DATA SHOWN:
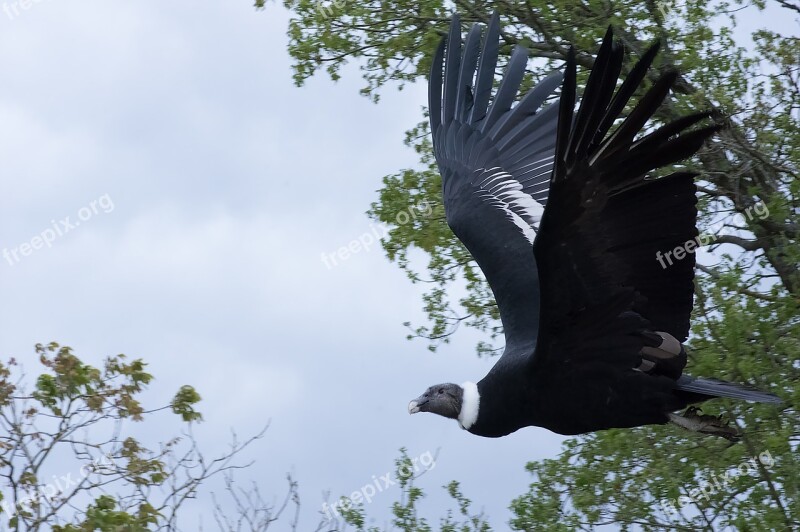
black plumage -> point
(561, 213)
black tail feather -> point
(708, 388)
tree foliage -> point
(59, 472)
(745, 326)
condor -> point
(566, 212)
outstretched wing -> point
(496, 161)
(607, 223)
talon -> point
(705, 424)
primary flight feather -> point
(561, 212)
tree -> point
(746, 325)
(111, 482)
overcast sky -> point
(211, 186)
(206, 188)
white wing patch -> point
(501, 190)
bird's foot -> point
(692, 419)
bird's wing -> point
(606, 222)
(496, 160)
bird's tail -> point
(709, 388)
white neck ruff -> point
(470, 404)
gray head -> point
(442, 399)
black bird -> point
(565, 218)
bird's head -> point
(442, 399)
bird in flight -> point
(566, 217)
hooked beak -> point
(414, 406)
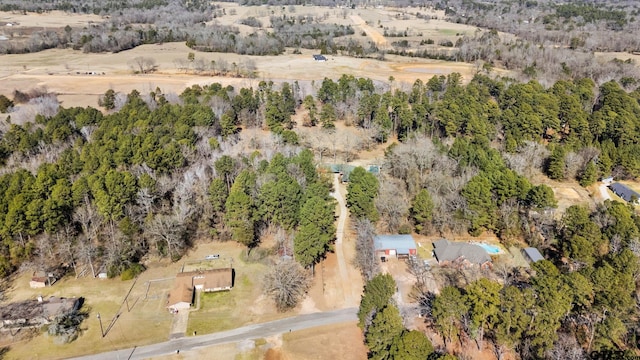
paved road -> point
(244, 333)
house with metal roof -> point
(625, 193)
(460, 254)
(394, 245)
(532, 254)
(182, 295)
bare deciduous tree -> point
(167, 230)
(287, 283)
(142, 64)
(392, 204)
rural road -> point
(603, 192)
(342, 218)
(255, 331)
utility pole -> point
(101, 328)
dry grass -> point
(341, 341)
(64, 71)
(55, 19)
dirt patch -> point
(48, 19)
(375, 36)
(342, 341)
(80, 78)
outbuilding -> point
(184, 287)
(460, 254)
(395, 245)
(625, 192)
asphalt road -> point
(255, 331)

---

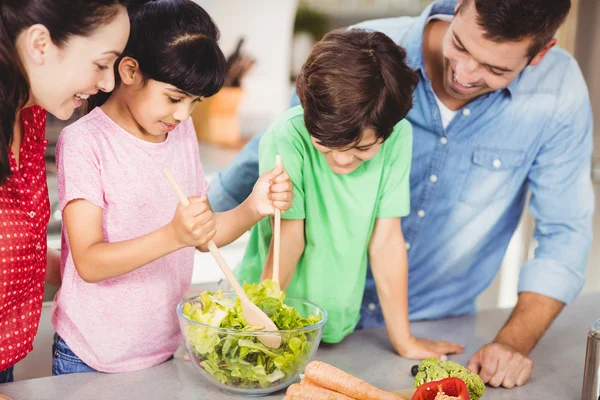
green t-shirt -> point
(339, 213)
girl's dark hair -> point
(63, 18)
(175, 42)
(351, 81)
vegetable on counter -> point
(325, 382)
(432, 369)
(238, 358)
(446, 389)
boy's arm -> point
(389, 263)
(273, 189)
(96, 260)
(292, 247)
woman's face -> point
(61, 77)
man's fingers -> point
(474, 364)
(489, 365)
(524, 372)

--

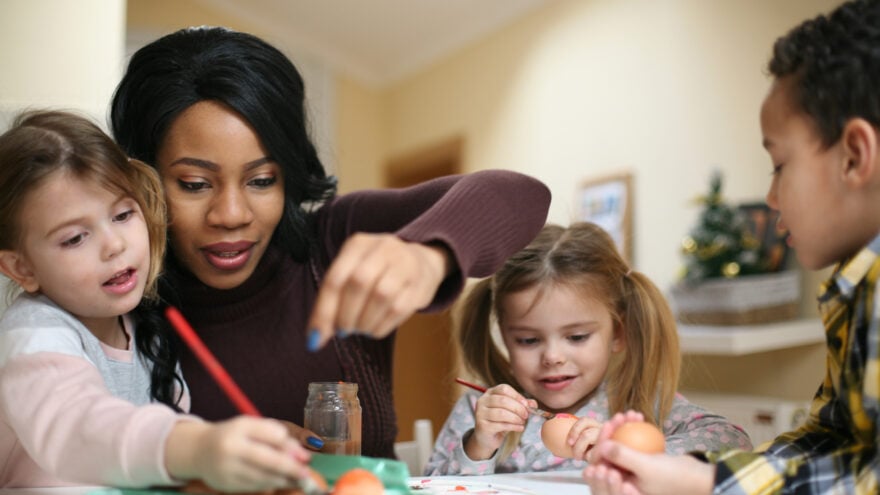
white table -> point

AIM: Which lines in the material above contain the word "bird" with matching case? Select each of those lines and copy it out in full.

OUTPUT FOR THIS EXERCISE:
bird's foot -> point
bird's wing -> point
bird's tail -> point
black bird -> point
bird's head -> point
bird in flight -> point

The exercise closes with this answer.